(SUPPLIED INFORMATION):
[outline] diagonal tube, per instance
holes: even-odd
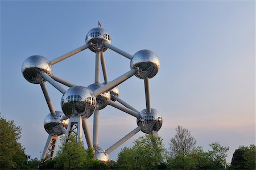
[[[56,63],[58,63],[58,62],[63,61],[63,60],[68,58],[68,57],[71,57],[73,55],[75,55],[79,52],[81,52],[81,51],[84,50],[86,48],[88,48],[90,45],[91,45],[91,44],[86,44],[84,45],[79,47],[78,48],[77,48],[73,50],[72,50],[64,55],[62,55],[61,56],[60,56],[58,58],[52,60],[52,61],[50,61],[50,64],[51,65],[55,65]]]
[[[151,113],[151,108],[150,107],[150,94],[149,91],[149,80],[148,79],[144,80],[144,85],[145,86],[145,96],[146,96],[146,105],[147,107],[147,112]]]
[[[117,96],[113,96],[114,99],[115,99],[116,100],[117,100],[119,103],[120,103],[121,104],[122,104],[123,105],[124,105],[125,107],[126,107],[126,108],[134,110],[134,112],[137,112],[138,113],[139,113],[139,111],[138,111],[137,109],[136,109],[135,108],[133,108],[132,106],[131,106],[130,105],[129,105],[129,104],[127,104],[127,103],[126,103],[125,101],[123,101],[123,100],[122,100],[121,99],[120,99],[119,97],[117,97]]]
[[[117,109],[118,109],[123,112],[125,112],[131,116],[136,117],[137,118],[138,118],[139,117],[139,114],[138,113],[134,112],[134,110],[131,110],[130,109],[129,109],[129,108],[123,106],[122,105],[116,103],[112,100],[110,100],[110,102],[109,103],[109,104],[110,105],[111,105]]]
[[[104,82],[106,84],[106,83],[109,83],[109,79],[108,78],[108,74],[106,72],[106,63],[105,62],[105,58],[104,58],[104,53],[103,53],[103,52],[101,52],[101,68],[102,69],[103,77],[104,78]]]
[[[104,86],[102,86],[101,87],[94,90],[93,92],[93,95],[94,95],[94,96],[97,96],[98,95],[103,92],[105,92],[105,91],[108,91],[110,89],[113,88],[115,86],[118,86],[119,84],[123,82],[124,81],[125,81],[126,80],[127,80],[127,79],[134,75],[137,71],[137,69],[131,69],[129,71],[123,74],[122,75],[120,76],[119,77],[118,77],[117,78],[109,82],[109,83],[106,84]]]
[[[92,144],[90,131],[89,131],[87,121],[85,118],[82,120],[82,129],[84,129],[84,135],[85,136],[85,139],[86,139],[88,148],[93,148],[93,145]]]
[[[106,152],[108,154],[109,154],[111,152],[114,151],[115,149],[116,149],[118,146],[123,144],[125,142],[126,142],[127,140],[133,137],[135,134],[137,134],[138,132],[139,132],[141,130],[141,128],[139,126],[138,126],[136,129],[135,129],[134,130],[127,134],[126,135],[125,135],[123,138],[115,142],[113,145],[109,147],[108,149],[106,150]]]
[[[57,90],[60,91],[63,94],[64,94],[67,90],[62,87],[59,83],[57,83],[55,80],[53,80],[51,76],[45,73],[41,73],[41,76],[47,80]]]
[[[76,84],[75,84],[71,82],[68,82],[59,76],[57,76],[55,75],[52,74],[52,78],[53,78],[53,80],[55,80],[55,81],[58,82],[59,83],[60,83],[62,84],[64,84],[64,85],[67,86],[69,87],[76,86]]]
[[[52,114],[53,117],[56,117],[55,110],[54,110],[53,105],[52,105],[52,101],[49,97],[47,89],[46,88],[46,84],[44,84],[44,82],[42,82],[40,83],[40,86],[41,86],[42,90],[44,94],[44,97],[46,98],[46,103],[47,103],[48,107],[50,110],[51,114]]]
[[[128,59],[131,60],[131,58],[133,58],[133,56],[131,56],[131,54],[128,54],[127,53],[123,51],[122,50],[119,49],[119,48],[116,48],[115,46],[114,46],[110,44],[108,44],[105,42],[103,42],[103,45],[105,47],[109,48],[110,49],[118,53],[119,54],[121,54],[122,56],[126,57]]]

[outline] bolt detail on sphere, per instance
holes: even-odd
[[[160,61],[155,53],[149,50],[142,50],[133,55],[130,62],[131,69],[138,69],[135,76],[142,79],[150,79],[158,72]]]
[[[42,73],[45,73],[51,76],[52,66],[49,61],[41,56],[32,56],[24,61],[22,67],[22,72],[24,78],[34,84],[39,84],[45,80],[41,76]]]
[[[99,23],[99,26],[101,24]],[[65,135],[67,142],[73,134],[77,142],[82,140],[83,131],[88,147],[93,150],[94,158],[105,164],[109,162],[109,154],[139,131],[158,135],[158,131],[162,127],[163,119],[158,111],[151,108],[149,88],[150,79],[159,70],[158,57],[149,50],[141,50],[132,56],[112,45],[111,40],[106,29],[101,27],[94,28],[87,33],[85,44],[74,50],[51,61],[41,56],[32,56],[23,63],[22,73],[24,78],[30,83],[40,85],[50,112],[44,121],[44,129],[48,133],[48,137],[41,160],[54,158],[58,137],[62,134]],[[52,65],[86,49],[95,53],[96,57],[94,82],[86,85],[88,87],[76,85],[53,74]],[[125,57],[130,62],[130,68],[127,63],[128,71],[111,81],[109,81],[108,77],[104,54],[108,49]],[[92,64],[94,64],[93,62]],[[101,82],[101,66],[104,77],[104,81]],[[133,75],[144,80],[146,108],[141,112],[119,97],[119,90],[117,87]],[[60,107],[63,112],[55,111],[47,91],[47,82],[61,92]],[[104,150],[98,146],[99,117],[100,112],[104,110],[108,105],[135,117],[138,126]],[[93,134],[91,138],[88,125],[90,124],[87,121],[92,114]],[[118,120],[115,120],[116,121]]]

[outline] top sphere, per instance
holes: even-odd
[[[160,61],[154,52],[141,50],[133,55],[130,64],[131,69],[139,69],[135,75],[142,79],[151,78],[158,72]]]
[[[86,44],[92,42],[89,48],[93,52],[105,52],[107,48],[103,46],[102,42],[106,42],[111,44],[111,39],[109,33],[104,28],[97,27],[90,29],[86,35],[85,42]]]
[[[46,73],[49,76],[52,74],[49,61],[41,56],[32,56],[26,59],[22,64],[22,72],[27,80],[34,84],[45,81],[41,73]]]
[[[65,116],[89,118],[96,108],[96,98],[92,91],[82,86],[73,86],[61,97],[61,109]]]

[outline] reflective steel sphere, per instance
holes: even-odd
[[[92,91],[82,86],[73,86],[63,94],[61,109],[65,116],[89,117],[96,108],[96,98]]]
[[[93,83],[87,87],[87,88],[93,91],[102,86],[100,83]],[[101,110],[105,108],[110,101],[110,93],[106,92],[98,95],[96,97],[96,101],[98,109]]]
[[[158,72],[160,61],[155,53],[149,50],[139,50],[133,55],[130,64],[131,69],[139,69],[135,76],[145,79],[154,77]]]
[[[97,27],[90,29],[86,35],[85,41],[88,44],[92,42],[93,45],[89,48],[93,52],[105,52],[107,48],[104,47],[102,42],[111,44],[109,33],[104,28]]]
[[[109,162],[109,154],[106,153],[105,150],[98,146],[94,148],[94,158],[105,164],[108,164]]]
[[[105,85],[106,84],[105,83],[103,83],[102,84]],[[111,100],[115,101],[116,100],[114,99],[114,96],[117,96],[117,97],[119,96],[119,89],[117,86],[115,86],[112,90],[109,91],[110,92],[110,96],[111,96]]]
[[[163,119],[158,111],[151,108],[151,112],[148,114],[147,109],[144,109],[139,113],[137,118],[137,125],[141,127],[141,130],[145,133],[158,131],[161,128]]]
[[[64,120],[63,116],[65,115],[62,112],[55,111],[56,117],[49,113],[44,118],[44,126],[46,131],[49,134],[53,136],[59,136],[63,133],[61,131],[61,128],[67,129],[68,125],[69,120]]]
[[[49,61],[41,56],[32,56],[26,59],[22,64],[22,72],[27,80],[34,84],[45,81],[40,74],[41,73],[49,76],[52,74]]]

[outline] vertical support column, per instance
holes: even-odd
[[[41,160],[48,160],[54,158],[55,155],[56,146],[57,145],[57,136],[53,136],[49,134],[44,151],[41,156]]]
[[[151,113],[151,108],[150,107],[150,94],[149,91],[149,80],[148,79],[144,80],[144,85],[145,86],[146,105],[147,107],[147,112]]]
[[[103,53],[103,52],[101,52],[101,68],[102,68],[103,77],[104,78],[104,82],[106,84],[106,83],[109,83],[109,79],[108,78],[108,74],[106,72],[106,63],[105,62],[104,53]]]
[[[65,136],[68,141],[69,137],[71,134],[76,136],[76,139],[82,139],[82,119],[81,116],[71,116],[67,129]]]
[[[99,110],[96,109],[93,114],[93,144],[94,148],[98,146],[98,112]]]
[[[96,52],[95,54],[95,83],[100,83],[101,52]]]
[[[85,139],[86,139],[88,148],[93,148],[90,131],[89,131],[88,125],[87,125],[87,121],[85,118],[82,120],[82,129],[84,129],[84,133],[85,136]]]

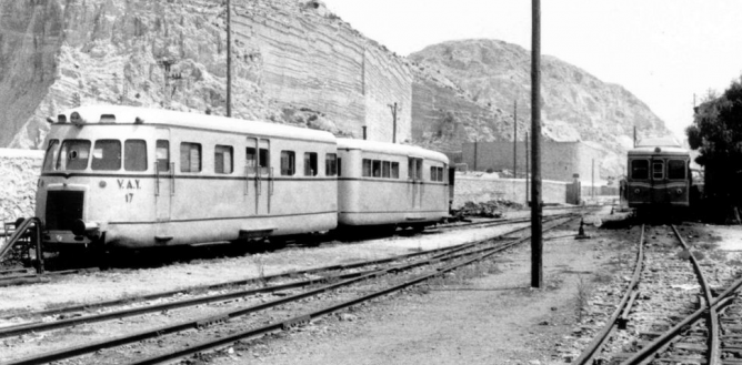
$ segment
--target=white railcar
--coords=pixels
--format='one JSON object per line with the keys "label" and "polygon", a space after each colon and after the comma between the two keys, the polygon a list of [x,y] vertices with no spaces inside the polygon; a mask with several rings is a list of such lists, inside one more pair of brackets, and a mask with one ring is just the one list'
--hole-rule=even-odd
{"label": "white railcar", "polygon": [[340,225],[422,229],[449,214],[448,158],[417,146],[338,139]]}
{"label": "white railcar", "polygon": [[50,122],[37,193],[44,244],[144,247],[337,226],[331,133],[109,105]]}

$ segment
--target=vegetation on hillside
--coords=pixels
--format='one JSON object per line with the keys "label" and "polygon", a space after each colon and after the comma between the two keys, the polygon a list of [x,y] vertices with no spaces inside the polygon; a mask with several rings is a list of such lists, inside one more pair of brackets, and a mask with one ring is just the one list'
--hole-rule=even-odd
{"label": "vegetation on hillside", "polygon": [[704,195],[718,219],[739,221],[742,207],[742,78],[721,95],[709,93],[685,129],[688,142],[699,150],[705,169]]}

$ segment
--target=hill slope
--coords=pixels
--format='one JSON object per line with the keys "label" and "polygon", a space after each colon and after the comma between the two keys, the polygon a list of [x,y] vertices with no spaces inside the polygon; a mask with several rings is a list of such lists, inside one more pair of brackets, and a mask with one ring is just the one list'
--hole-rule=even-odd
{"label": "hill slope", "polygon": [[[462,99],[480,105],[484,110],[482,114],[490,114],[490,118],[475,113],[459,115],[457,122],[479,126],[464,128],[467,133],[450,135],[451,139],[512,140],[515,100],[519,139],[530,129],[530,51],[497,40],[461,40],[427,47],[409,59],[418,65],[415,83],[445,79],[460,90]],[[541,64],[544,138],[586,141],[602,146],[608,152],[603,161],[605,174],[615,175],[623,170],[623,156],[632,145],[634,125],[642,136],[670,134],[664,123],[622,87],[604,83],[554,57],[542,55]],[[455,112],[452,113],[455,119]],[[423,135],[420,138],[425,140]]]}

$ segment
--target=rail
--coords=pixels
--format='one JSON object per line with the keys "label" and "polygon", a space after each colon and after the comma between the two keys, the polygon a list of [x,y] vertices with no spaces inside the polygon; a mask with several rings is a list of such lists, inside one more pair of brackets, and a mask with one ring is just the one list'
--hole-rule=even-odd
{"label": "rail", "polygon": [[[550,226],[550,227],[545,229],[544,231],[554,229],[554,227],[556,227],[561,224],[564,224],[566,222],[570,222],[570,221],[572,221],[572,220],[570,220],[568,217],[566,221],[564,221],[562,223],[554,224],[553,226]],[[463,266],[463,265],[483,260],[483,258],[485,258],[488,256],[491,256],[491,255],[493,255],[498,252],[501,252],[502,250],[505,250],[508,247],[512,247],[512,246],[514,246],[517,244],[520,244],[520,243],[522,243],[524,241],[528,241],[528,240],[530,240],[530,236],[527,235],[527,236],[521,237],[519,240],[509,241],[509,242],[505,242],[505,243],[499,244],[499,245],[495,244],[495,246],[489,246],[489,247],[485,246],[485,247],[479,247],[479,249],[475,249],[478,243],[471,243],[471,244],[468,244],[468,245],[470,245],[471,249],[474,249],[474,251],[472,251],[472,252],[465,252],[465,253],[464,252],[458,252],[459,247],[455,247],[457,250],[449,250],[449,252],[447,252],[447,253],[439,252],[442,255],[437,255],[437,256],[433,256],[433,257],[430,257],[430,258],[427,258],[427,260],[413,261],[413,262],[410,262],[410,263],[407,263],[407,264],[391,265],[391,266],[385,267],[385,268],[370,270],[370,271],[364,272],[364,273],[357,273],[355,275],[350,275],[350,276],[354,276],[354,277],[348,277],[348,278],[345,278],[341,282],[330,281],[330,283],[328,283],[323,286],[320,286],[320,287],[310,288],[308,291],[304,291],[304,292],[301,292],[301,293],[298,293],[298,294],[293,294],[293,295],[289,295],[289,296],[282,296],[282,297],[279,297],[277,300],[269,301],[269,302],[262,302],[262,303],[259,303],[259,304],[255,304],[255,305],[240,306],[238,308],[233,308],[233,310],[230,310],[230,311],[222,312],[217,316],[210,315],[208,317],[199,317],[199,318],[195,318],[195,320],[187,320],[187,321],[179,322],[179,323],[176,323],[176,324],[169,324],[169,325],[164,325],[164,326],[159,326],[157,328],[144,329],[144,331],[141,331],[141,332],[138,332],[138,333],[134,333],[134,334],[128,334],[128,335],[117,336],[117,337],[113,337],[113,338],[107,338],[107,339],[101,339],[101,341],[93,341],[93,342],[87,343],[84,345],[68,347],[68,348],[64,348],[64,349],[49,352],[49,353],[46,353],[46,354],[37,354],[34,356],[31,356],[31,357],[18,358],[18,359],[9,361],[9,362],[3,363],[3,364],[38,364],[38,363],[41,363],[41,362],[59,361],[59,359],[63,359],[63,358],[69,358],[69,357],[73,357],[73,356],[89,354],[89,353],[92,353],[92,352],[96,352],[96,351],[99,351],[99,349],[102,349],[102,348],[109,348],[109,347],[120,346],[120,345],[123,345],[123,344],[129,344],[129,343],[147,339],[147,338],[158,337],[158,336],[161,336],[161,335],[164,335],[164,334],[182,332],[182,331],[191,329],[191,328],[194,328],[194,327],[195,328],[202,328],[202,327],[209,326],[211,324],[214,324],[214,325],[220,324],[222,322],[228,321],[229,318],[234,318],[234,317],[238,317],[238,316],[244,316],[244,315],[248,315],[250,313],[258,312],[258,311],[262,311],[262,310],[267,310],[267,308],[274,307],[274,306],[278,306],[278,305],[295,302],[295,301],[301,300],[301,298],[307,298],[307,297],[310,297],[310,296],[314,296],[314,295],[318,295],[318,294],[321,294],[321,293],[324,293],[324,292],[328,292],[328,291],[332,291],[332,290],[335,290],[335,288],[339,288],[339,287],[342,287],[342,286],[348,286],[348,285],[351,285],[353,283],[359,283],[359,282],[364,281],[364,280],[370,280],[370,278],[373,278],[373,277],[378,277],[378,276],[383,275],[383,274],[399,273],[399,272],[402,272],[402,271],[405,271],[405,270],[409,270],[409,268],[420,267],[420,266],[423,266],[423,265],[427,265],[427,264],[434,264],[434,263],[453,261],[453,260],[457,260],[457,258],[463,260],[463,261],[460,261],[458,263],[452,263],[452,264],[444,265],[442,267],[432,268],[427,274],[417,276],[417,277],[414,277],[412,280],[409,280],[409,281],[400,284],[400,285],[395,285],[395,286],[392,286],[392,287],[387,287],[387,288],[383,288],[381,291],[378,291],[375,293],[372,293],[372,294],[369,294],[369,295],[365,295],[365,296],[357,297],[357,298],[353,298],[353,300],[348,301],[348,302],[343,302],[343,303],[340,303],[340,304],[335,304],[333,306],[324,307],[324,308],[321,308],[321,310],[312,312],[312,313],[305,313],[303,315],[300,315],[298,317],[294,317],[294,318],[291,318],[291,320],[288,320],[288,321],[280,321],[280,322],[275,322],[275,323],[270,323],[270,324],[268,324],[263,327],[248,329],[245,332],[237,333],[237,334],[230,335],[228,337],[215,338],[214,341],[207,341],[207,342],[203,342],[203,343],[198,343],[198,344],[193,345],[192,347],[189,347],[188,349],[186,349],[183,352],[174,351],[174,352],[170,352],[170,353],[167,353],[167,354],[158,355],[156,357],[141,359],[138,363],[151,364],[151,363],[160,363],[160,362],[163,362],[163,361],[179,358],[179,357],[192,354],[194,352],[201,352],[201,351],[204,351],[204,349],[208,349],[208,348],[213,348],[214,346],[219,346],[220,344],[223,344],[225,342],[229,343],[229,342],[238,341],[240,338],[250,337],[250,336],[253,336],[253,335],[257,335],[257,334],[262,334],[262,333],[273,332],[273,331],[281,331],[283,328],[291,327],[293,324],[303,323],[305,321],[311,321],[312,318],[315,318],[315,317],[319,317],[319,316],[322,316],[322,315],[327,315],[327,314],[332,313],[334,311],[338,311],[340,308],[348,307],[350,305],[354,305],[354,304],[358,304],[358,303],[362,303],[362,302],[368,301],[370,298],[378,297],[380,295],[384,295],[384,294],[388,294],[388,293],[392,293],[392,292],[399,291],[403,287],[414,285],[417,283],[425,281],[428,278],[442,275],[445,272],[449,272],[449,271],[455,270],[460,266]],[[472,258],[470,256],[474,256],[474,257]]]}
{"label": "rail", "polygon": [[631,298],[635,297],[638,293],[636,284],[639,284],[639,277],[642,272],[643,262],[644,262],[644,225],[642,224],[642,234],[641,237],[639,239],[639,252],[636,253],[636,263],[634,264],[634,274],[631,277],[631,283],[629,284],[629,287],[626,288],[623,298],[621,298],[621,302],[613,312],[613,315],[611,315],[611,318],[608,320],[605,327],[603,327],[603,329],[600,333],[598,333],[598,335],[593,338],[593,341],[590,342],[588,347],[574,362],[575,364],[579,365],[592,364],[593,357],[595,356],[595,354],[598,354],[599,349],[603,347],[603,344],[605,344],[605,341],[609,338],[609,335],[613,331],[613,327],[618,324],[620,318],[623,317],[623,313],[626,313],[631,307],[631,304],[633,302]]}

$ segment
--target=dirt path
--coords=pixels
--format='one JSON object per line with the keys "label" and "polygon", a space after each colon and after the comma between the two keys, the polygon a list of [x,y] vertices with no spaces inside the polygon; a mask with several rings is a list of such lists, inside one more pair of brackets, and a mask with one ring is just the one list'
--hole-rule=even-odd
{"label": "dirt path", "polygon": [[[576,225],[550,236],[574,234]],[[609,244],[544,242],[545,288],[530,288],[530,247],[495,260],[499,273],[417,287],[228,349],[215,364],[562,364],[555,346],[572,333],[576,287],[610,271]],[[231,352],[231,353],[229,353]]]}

(WHAT THE TASK REQUIRES): Pull out every line of the entries that contains the word "outline".

(RESULT):
[outline] diagonal tube, per instance
[outline] bolt detail on sphere, per instance
[outline] top sphere, per instance
[outline] reflective steel sphere, per instance
[outline] vertical support column, per instance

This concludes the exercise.